> [WHAT YOU HAVE TO DO]:
Print exactly the lines starting at the one that contains "of the orange" and ending at the last line of the listing below.

RECORDS TO USE section start

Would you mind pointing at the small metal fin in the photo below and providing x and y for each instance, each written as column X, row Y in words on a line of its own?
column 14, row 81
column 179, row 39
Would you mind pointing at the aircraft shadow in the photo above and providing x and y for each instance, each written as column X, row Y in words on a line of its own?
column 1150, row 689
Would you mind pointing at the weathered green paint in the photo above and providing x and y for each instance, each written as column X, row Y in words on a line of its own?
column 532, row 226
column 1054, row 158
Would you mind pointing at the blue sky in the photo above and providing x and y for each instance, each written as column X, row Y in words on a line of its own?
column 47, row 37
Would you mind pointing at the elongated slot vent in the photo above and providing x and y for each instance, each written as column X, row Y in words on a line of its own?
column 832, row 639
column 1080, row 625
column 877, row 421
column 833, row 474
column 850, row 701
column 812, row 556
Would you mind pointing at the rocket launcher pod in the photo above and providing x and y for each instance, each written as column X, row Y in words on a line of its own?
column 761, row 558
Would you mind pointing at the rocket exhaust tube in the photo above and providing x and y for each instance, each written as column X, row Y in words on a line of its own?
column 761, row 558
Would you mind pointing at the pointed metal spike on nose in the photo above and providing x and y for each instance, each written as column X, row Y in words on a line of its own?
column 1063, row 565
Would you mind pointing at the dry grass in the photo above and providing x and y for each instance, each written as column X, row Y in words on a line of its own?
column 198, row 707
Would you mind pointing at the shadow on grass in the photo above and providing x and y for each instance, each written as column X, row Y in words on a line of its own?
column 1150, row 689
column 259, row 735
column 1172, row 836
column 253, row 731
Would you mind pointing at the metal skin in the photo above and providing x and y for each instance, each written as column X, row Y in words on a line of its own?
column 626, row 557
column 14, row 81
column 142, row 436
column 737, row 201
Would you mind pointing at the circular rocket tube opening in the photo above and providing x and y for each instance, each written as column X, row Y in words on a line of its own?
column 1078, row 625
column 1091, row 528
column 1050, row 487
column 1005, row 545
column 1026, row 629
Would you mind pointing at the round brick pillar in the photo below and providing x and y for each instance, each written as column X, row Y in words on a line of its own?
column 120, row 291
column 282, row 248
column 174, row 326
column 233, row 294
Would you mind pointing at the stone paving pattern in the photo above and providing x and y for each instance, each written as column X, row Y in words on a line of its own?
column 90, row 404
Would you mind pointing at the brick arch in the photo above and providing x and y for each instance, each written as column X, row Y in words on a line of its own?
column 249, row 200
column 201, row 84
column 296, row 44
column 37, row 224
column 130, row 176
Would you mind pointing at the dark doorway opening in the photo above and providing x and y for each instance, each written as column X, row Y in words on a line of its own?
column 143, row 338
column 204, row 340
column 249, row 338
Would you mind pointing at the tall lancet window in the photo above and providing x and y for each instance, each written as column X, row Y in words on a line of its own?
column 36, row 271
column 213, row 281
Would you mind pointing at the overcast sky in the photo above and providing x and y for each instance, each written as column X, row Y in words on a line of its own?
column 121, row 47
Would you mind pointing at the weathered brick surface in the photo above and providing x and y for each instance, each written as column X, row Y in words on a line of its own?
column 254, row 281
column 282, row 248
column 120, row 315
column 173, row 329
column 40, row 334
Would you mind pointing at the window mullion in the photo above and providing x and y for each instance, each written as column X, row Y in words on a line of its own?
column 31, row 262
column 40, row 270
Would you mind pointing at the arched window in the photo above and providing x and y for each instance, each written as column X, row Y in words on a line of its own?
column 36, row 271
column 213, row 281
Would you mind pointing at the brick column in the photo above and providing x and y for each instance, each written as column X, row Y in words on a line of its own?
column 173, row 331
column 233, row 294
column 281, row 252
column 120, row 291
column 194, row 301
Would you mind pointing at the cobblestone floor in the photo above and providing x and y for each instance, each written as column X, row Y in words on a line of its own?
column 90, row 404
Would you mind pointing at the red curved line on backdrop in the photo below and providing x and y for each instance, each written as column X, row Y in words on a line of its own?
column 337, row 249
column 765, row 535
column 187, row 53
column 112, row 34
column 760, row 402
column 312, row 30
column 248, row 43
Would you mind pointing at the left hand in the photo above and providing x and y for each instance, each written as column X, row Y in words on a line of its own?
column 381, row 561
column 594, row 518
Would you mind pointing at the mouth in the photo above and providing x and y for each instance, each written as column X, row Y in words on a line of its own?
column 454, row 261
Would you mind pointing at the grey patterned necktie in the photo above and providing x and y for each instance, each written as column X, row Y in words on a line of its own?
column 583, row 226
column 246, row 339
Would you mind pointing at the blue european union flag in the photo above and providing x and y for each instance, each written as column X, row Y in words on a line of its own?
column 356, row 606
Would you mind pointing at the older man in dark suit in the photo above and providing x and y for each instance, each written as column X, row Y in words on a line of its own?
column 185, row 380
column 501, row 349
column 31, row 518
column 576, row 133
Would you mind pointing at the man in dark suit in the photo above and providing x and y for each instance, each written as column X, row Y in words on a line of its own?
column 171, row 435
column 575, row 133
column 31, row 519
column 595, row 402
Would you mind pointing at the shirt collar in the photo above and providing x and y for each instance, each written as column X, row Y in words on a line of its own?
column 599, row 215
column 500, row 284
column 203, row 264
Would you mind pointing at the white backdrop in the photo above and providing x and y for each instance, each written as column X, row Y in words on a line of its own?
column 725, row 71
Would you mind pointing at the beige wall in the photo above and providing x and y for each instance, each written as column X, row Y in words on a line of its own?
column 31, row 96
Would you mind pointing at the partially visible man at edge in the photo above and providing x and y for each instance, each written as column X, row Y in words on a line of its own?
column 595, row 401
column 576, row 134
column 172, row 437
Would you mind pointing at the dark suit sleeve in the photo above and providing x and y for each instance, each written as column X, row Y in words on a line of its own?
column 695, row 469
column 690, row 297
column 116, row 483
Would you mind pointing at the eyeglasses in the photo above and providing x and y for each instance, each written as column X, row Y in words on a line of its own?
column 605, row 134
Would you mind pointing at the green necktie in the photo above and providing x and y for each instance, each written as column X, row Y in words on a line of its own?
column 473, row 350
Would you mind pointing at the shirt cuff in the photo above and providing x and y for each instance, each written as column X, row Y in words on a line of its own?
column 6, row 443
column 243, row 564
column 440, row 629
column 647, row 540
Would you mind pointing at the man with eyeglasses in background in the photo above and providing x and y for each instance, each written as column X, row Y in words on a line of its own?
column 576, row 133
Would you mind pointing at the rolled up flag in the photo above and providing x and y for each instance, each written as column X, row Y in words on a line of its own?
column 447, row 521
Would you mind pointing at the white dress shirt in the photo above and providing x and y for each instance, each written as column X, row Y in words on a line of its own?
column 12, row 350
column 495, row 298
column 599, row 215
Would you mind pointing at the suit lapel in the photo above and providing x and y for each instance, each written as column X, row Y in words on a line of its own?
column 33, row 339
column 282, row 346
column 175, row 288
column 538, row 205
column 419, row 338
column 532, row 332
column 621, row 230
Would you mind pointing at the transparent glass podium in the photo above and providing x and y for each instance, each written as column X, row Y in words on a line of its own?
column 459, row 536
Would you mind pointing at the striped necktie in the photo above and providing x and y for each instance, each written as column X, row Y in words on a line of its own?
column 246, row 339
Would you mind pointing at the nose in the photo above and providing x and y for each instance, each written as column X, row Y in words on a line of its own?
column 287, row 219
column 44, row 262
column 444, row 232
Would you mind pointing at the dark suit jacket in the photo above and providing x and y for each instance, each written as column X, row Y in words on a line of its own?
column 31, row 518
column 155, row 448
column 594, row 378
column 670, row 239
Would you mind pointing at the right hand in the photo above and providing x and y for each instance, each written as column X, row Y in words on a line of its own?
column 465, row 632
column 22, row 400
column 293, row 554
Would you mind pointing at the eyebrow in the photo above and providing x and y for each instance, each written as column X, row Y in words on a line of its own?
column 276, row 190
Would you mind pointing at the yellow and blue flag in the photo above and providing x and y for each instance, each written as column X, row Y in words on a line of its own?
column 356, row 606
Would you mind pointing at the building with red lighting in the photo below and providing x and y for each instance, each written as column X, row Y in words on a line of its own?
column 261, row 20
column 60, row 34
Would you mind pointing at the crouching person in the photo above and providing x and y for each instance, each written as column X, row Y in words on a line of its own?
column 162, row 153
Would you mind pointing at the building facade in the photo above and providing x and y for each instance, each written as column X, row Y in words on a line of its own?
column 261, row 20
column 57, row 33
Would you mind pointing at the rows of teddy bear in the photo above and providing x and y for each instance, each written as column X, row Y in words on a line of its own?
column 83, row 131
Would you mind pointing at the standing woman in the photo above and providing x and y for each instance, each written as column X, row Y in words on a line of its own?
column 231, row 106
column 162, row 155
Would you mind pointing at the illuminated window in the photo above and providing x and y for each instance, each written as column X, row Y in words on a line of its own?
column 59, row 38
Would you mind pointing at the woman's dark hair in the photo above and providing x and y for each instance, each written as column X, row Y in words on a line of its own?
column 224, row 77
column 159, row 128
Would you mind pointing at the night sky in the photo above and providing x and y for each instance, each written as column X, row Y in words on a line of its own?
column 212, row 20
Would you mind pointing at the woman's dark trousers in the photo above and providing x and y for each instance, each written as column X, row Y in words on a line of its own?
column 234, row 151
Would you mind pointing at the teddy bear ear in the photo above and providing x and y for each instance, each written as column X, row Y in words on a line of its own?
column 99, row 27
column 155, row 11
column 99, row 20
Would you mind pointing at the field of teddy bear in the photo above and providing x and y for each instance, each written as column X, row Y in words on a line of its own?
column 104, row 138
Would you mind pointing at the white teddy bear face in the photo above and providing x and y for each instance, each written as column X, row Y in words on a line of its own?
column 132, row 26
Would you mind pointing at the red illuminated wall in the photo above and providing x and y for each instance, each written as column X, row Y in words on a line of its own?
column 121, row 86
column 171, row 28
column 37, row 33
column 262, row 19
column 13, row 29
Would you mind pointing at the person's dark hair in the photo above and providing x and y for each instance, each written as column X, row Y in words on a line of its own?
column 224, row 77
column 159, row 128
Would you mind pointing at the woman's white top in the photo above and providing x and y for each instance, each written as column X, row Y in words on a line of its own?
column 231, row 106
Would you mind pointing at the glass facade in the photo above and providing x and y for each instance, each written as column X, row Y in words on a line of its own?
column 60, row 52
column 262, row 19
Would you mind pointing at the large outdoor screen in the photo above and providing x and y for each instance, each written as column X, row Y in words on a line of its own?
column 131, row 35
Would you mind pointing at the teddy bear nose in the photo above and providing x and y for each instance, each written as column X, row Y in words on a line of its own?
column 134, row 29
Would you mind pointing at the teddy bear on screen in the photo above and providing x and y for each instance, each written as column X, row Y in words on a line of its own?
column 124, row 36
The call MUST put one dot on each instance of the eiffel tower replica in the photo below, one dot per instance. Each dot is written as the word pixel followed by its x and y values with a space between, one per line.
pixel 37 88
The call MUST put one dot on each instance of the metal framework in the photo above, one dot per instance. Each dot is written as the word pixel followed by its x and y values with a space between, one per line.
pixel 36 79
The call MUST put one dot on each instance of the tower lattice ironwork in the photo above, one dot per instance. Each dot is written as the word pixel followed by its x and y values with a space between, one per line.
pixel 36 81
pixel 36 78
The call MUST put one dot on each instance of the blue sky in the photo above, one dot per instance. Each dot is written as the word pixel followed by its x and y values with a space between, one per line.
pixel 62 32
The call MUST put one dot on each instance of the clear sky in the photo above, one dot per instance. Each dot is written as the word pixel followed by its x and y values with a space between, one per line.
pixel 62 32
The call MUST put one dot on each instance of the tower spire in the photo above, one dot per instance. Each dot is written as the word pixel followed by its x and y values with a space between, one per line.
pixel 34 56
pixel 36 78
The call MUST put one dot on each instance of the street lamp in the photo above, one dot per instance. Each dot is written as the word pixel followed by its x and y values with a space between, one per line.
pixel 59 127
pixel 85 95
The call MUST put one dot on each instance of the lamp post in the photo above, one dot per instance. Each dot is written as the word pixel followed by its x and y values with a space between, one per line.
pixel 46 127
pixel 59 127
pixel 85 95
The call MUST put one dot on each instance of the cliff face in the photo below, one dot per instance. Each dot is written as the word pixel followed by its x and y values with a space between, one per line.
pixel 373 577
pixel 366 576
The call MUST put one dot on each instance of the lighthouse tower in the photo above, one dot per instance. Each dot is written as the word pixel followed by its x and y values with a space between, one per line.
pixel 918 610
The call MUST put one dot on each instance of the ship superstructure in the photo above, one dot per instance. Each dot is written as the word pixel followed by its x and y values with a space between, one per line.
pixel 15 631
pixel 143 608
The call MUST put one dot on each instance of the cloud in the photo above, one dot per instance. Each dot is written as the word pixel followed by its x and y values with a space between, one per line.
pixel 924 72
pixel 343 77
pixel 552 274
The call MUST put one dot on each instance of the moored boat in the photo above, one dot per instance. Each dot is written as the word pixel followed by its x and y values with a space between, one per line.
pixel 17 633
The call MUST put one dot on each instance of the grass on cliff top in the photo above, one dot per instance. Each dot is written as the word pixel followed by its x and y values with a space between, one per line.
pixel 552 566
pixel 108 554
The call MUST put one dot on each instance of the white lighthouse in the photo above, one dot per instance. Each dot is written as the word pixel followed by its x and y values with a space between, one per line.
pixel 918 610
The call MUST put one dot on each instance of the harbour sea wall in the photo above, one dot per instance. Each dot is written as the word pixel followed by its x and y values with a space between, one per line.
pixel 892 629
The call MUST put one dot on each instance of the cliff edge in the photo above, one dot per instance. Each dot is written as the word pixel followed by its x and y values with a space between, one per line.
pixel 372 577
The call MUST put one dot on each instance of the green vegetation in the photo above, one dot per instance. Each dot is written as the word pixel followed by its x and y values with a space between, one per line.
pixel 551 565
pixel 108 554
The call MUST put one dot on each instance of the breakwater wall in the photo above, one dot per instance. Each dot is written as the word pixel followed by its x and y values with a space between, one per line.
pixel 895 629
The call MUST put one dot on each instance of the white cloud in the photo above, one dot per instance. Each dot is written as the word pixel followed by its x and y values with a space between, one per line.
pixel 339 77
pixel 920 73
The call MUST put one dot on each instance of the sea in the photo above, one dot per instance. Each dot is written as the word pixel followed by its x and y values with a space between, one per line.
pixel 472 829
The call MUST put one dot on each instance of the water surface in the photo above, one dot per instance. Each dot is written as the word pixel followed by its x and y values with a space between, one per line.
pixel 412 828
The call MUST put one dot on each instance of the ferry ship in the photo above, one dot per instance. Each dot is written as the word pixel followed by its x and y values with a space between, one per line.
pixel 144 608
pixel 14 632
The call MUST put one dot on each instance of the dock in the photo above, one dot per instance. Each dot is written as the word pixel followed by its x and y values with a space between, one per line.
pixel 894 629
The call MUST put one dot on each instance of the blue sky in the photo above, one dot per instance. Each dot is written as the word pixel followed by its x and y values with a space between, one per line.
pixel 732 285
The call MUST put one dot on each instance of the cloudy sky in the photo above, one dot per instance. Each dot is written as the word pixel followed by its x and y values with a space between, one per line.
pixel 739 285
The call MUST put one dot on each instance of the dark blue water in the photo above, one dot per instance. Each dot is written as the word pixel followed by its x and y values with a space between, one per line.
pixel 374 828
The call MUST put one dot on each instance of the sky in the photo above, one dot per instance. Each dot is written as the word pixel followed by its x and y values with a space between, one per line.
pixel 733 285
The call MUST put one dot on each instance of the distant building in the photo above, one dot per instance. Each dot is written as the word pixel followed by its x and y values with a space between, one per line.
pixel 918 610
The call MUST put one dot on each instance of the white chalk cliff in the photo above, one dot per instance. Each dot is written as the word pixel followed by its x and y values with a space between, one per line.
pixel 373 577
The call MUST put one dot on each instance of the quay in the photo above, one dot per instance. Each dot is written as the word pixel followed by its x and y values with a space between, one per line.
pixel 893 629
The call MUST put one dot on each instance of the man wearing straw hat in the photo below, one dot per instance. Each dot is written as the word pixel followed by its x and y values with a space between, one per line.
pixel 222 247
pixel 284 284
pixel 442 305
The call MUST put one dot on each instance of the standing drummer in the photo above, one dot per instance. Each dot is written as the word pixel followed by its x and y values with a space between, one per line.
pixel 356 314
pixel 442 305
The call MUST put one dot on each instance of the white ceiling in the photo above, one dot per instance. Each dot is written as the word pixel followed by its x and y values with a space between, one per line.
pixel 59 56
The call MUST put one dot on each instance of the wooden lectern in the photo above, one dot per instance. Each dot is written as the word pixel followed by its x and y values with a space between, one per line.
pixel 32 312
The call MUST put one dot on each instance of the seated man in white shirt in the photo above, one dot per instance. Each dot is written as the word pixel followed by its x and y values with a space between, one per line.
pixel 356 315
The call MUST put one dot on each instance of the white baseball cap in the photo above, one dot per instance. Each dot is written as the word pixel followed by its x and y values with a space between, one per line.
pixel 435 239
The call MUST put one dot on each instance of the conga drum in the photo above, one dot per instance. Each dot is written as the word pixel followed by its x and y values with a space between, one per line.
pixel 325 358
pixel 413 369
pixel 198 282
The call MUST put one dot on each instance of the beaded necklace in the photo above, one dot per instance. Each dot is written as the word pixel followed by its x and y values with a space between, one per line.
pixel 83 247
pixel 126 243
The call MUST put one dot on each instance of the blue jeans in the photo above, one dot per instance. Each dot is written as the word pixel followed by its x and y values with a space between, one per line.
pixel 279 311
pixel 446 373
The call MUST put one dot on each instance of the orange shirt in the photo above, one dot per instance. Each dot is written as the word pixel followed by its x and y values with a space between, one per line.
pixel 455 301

RECORDS TO USE section end

> [TASK RESPONSE]:
The call MUST put one dot on each instance of the orange shirt in the photo above, one dot per instance. Each dot is written as the word pixel followed by its x and y values with a space between, one per line.
pixel 455 301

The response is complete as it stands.